> [Task]: Would you output all the data exactly as it stands?

> [Input for this task]:
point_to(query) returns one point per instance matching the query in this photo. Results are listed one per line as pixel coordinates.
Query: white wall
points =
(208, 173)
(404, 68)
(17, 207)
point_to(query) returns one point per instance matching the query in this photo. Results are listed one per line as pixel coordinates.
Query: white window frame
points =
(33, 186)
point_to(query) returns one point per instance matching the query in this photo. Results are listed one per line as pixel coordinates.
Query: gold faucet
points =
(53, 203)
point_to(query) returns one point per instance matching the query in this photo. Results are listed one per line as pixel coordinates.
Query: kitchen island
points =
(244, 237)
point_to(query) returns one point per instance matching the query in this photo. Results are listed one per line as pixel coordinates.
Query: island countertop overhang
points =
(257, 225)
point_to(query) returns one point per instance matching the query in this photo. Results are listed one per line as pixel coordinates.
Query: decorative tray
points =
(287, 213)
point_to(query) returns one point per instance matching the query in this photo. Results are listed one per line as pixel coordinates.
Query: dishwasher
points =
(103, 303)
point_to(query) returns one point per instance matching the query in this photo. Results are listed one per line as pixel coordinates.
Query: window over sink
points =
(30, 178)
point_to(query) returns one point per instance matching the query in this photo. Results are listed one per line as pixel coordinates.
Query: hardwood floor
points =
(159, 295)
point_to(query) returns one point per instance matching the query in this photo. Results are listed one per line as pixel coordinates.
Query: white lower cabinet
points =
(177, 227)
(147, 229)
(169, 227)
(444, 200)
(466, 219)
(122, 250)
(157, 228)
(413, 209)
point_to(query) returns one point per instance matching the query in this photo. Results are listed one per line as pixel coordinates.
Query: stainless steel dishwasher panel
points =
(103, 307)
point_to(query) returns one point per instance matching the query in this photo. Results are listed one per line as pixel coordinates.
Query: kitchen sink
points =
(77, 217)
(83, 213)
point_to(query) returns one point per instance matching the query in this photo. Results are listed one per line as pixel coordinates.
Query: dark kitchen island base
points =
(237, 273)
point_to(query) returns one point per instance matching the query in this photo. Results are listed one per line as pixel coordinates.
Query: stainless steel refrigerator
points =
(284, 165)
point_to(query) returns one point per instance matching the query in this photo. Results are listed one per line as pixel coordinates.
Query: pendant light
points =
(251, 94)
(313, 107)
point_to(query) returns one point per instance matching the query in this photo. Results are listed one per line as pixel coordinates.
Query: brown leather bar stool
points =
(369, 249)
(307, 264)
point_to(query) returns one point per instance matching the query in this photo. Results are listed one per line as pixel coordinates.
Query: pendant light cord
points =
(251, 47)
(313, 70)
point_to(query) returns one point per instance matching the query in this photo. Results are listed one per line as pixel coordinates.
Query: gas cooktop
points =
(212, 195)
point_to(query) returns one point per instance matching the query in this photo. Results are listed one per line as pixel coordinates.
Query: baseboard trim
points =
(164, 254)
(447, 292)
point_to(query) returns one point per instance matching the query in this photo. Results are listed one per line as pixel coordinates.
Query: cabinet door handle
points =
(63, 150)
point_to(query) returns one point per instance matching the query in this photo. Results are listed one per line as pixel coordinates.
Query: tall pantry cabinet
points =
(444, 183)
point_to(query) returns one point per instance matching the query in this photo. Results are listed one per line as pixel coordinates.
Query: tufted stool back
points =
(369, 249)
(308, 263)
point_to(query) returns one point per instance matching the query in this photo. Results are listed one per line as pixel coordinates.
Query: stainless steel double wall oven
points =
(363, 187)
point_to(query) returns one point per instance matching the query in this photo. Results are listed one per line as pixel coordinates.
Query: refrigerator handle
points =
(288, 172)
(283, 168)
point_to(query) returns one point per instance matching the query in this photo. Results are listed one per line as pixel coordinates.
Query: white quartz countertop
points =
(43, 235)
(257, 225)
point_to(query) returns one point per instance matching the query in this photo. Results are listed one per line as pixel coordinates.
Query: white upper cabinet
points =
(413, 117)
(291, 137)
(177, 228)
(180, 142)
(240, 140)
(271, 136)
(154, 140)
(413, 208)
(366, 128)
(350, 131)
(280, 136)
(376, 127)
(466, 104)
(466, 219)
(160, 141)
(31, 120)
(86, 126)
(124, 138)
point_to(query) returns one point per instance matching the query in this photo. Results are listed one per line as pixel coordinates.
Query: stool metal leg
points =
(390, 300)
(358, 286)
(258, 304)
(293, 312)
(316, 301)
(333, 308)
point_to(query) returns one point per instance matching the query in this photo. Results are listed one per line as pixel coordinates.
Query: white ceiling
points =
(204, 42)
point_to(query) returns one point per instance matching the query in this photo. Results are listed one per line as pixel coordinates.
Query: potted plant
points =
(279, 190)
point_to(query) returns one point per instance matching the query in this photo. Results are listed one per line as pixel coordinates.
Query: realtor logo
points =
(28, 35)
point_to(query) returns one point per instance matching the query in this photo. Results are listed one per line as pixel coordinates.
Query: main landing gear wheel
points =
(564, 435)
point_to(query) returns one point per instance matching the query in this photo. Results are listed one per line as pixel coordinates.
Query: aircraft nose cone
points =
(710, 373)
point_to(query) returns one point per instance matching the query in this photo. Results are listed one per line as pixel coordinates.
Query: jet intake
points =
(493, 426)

> [Your response]:
point_to(query) returns one point per instance matching the query in this photo. Results are listed one per line as pixel coordinates.
Query: white wall
points =
(208, 173)
(404, 68)
(17, 207)
point_to(query) returns one point per instance matching the query in this photo. Results are listed one per line as pixel coordinates.
Query: white window frame
points =
(33, 186)
point_to(query) returns one point per instance matching the query in this photo. Results are listed one per line as pixel coordinates.
Query: gold faucet
points =
(53, 203)
point_to(query) returns one point per instance matching the query in this photo. Results are listed one per line as pixel coordinates.
Query: kitchen island
points =
(244, 237)
point_to(query) returns one point per instance matching the query in this photo. Results are listed one per line as pixel coordinates.
Query: island countertop overhang
points =
(257, 225)
point_to(query) returns one point per instance matching the query in this photo. Results are listed one per line as pixel coordinates.
Query: decorative tray
points =
(287, 213)
point_to(query) returns one point per instance matching the query in this photo. Results are listed one per line as pixel coordinates.
Query: dishwasher
points =
(103, 303)
point_to(query) returns one point per instance matching the query in this photo. Results are listed one per line as pixel coordinates.
Query: window over sink
points =
(30, 178)
point_to(query) returns one point per instance matching the query in this photo. Results are listed one per line as pixel coordinates.
Query: hardwood floor
points =
(159, 295)
point_to(query) returns one point per instance matching the query in this photo. Results are listed one per line as pixel coordinates.
Query: white lower cabinet
points =
(177, 227)
(147, 229)
(169, 227)
(444, 200)
(466, 219)
(122, 250)
(157, 228)
(413, 209)
point_to(query) returns one point per instance matching the query in this photo. Results are listed one per line as pixel coordinates.
Query: stainless steel dishwasher panel
points =
(103, 307)
point_to(query) returns one point per instance matching the query in this photo. Results are listed one per line as pixel coordinates.
Query: kitchen sink
points =
(77, 217)
(83, 213)
point_to(query) returns one point per instance matching the query in this photo. Results are listed one per line as pixel coordinates.
Query: dark kitchen island base
points =
(237, 273)
point_to(query) returns one point per instance matching the query in this photo. Results are listed one per line as pixel coordinates.
Query: stainless steel refrigerator
points =
(284, 165)
point_to(query) returns one point per instance matching the query in this photo. Results are listed one per line as pixel coordinates.
Query: pendant light
points =
(251, 94)
(313, 107)
point_to(query) returns one point per instance matching the query in this photo. Results are listed one per line as pixel coordinates.
Query: brown leather bar stool
points =
(369, 249)
(307, 264)
point_to(query) returns one point per instance matching the query in this photo. Results are listed one per line as pixel coordinates.
Query: pendant light cord
points =
(251, 47)
(313, 70)
point_to(query) returns one point per instance matching the query in this photo. Results are listed one per line as pixel coordinates.
Query: gas cooktop
points =
(212, 195)
point_to(query) returns one point per instance matching the query in this photo. Results are listed one per line as pixel coordinates.
Query: baseboard trim
points =
(164, 254)
(447, 292)
point_to(query) returns one point per instance matching the query in this photo. Results are listed one per line as pixel coordinates.
Query: cabinet door handle
points =
(63, 150)
point_to(query) returns one point per instance matching the query in this photo. Results are listed one per line as pixel coordinates.
Query: tall pantry cabinet
points =
(444, 183)
point_to(query) returns one point per instance matching the query in this photo. Results are listed one per line as pixel coordinates.
Query: tufted stool back
points =
(369, 249)
(308, 263)
point_to(query) returns one point per instance matching the query in this photo. Results are listed one per line as pixel coordinates.
Query: stainless steel double wall oven
points =
(363, 187)
point_to(query) returns one point per instance matching the query in this photo. Results are listed one per line as pixel coordinates.
Query: refrigerator handle
points =
(288, 172)
(283, 168)
point_to(query) returns one point per instance matching the query in this photo. Results are listed one per line as pixel coordinates.
Query: white quartz countertop
points =
(43, 235)
(257, 225)
point_to(query) returns one point per instance matching the query in this photo. Results are listed one per line as pixel coordinates.
Query: white upper cabinet
points =
(413, 117)
(291, 137)
(177, 228)
(180, 142)
(240, 140)
(271, 136)
(154, 140)
(413, 208)
(366, 128)
(350, 131)
(280, 136)
(376, 127)
(466, 104)
(466, 219)
(160, 141)
(31, 120)
(86, 126)
(124, 138)
point_to(query) returns one point per instance matching the query in this photo. Results are listed one per line as pixel coordinates.
Query: stool metal leg
points =
(390, 300)
(358, 286)
(258, 304)
(293, 312)
(316, 301)
(333, 308)
point_to(query) returns one point per instance matching the query in this photo. Results are listed one per line as pixel coordinates.
Query: white ceiling
points =
(204, 42)
point_to(query) returns one point per instance matching the query in this photo. Results are listed one per line as pixel coordinates.
Query: potted plant
points =
(279, 190)
point_to(query) returns one point per instance matching the query in this photo. Results are listed one per line as pixel coordinates.
Query: realtor logo
points =
(28, 35)
point_to(query) returns one point per instance matching the query in this photo. Results are listed one per line as pixel coordinates.
Query: main landing gear wheel
points =
(564, 435)
point_to(query) returns one point per instance matching the query in this photo. Results are listed one per line as pixel coordinates.
Query: aircraft nose cone
points =
(710, 373)
point_to(query) returns one point per instance matching the query in this photo. Results are listed one per line as pixel coordinates.
Query: jet intake
points =
(493, 426)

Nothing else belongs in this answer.